▶

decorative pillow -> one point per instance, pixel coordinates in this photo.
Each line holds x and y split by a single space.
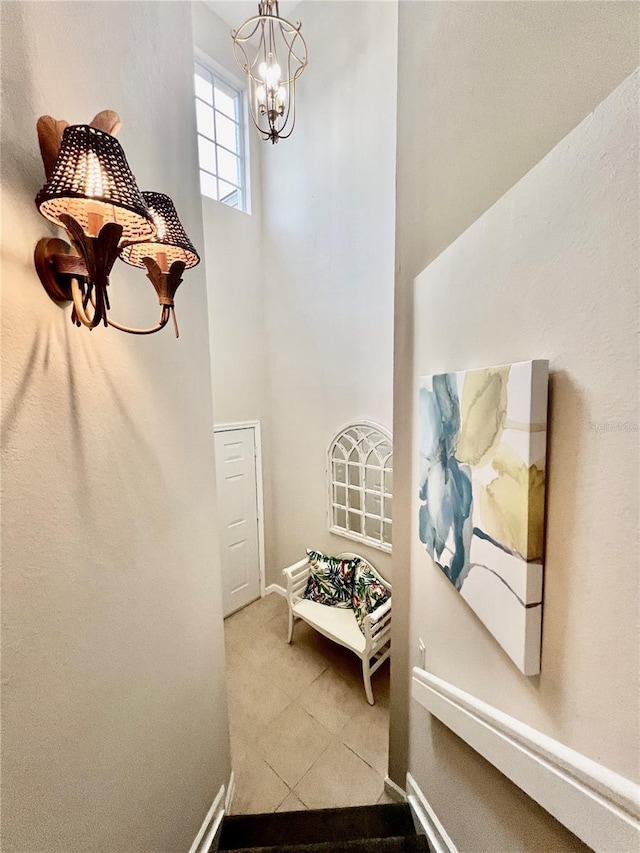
369 593
330 580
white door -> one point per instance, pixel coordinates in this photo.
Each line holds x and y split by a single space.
238 514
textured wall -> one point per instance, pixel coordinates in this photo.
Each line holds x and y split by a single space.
328 250
235 274
115 733
551 270
569 227
485 90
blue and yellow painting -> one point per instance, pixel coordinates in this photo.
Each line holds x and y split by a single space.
482 438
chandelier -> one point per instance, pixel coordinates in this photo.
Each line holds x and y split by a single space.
272 53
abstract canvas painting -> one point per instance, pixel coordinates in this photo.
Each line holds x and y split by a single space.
483 438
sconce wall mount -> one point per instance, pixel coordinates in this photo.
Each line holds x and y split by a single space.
92 194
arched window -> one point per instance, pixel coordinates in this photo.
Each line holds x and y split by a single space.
360 474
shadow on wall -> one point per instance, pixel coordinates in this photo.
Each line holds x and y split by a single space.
566 418
513 808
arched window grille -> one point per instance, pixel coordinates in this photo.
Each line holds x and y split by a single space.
360 477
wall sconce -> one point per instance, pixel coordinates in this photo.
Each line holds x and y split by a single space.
92 194
272 92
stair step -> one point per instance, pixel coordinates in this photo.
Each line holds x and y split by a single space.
392 820
398 844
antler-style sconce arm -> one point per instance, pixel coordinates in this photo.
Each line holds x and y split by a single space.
92 194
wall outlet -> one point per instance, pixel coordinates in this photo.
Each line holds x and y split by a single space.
421 652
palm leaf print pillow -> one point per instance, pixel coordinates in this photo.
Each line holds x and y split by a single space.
369 592
330 580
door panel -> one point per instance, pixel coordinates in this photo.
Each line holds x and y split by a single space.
238 514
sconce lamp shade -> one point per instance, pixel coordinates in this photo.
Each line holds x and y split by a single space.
171 242
92 182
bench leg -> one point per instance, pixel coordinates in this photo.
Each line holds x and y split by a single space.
290 625
366 675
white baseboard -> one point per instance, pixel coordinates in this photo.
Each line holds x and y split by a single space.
436 833
394 791
210 825
595 803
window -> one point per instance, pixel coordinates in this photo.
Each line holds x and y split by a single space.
361 484
220 124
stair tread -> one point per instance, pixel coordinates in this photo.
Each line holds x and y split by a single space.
392 820
392 844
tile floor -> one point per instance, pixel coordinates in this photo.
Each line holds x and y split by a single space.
302 733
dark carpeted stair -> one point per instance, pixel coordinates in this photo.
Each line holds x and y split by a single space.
362 829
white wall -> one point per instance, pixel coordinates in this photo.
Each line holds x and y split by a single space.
551 271
235 275
328 250
115 733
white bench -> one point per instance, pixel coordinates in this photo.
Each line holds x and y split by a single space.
339 624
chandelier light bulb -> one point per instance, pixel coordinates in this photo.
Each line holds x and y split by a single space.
272 53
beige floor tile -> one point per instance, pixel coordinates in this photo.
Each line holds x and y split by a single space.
252 695
258 788
266 642
296 668
339 779
275 740
367 734
292 742
245 734
332 700
385 799
291 804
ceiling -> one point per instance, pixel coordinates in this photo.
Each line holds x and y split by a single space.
234 12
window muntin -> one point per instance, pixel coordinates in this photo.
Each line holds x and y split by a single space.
220 127
360 473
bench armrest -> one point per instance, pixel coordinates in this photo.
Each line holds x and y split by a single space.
380 612
377 627
296 577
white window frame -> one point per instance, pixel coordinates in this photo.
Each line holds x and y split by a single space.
355 447
239 86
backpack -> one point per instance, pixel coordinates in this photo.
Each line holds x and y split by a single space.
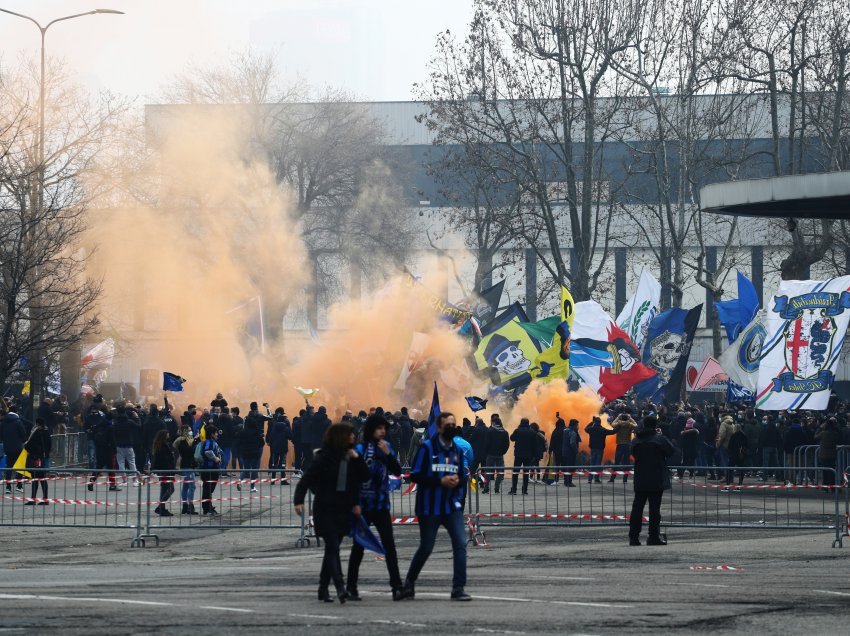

◀

◆ To do
Locate every line in the data above that contains the string "floor", matching case exactly, and copy each of those lines.

◆ Written response
tile floor -> one point per instance, pixel coordinates in this photo.
beige floor tile -> one point per instance, pixel coordinates in this photo.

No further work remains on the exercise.